* [EXERCISE GOAL]
Extract the lines from the one containing "Locate the stone wall" through the last line, both included, and copy them out exactly.

* [RECORDS TO USE]
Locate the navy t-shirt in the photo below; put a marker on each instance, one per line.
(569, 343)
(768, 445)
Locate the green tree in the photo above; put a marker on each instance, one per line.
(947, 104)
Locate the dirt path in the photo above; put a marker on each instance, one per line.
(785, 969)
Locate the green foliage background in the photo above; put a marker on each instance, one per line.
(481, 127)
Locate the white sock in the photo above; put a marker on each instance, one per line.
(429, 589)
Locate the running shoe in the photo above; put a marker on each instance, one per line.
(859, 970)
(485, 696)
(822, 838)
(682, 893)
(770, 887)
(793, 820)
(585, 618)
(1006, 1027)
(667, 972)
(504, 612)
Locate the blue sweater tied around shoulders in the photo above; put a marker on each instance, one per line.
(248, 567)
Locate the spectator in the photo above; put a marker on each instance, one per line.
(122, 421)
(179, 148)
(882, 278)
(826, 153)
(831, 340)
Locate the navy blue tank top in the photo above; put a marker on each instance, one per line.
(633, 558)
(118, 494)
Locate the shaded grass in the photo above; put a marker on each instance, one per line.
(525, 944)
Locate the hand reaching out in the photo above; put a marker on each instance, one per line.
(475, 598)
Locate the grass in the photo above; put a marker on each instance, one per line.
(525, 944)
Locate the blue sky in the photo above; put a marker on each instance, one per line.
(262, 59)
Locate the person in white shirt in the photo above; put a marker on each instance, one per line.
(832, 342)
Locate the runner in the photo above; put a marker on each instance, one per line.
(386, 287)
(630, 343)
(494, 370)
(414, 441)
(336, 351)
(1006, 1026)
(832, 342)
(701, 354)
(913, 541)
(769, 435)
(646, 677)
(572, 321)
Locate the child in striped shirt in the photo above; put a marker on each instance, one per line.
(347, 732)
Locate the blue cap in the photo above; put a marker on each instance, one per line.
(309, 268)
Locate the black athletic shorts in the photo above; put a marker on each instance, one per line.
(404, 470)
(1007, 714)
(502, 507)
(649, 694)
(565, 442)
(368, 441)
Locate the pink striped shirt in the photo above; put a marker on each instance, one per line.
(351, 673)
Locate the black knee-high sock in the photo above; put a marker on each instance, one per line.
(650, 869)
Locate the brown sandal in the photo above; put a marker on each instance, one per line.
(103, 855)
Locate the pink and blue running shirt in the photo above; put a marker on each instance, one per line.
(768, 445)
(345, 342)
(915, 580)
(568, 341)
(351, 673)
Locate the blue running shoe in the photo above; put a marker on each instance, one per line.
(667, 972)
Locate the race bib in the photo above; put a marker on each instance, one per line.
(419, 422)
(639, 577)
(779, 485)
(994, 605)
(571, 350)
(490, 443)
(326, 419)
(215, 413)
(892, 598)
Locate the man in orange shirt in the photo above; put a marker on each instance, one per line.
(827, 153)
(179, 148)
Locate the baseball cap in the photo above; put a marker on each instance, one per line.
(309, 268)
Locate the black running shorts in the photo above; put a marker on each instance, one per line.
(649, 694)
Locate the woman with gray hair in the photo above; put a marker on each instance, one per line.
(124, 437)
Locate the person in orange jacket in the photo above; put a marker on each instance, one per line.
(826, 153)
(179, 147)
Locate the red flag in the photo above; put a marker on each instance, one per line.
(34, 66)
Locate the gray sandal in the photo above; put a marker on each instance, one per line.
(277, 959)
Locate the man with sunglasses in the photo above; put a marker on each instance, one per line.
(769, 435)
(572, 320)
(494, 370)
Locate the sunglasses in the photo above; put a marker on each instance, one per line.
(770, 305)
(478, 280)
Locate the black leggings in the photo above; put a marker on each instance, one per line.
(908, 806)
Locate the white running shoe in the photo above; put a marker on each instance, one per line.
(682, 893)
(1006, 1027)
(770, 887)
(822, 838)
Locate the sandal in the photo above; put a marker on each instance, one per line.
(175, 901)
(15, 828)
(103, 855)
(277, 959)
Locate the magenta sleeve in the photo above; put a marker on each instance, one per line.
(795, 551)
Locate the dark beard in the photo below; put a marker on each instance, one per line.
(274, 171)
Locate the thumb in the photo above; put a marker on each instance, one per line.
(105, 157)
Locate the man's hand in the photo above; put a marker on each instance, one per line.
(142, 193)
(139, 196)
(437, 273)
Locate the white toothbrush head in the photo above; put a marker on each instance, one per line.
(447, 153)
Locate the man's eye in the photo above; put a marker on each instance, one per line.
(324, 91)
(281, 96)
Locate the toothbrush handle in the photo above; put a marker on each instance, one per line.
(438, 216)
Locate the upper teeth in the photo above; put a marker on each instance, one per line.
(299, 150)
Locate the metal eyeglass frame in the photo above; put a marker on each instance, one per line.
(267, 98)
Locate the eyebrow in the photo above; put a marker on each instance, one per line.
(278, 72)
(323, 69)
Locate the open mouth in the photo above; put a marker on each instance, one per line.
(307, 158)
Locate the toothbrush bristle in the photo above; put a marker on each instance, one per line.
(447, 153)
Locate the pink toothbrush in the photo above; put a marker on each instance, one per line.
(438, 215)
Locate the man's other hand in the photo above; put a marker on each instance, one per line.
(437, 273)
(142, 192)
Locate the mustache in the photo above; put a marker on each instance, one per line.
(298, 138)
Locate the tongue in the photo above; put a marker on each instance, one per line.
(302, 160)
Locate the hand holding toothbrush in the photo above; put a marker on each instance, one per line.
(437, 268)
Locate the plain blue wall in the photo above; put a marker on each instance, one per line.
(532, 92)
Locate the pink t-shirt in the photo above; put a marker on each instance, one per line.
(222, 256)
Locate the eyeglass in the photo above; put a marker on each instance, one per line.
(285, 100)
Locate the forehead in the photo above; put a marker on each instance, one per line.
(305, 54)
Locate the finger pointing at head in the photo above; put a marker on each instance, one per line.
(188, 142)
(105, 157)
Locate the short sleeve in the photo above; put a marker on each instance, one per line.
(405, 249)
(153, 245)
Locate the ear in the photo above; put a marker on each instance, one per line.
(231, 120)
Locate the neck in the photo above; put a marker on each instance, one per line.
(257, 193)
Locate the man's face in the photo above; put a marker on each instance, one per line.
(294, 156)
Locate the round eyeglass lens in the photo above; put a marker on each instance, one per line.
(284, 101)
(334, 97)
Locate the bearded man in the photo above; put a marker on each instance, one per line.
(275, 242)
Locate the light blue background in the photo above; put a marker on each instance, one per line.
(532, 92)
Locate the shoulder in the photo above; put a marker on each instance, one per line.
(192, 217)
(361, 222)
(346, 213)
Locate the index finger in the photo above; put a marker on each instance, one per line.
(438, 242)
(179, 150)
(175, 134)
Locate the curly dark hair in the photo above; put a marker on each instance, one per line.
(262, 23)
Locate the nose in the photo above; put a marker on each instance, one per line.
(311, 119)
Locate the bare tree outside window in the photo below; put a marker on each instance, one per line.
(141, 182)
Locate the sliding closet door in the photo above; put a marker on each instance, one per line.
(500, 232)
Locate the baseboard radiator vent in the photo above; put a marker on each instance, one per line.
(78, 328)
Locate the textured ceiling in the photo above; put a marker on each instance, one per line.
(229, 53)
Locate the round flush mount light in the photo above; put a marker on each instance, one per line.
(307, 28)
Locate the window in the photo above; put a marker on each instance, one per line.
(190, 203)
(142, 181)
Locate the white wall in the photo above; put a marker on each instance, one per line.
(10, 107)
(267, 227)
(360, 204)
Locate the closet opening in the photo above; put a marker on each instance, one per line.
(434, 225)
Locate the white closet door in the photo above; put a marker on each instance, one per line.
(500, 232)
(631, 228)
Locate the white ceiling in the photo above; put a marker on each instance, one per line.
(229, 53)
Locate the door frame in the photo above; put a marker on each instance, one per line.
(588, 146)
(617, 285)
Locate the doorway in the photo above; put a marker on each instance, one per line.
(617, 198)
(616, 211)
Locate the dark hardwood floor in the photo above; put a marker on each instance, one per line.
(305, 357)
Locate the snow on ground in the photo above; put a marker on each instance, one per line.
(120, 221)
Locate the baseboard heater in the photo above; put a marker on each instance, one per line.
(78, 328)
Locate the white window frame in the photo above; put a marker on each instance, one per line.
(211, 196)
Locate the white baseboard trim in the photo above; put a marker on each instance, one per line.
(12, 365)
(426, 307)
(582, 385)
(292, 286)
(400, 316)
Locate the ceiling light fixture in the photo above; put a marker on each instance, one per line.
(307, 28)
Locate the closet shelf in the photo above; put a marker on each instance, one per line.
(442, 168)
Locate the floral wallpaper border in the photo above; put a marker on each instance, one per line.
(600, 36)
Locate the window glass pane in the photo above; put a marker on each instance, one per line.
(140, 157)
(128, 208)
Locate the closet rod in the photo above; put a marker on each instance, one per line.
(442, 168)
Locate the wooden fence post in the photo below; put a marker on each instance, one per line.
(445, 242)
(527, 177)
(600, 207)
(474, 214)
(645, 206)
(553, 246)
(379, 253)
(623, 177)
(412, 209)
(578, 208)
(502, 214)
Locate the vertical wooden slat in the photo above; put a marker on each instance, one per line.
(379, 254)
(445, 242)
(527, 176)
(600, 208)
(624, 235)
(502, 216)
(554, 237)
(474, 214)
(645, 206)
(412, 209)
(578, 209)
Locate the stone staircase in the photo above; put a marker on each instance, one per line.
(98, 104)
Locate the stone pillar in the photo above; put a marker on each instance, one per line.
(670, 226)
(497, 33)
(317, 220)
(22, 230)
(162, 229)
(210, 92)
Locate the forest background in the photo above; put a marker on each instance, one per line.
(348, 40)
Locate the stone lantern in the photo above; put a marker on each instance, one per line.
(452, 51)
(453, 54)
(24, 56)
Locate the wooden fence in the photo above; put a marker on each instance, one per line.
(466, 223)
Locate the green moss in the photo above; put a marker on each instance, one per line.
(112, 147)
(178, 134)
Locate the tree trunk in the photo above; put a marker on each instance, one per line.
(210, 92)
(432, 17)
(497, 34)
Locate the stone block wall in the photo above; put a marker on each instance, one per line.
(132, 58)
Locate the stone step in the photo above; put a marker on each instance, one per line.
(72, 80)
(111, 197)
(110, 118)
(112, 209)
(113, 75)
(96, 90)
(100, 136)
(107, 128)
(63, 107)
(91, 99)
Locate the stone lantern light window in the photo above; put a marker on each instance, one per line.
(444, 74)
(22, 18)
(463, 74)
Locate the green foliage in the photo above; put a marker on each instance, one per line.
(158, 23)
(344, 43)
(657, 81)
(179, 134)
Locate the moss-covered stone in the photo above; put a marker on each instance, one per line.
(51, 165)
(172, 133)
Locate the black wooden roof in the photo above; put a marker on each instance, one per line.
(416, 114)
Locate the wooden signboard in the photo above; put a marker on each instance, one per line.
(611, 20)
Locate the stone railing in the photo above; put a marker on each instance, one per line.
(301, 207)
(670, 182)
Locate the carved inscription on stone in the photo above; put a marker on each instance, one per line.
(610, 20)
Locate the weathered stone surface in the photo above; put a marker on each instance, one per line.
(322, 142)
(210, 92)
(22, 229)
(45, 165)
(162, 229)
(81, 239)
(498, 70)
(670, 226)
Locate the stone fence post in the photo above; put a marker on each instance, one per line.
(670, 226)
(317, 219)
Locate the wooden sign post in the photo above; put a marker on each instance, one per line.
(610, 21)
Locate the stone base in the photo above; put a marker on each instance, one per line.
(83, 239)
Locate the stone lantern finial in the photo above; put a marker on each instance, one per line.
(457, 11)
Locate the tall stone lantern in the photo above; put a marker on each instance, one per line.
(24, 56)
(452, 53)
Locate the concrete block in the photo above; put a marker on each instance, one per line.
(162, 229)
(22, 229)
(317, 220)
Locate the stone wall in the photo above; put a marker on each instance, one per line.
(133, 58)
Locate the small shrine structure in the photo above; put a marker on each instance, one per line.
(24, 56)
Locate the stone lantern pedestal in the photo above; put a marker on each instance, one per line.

* [ANSWER IN FULL]
Locate the stone wall in the photo above; put a marker on each instance, one per line.
(133, 58)
Locate the small shrine structure in the photo above; put a marker on each instance, one per line.
(24, 56)
Locate the stone lantern pedestal in the photo above; put a marker on each instance, one per line.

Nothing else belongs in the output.